- **What the exercise asks**
Set down the complete data exactly as it appears below.

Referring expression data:
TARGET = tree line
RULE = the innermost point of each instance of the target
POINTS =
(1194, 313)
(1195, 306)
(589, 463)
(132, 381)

- **Expected output**
TARGET = tree line
RULE = the innermost point of each instance of the target
POINTS =
(1194, 313)
(1195, 306)
(589, 463)
(132, 381)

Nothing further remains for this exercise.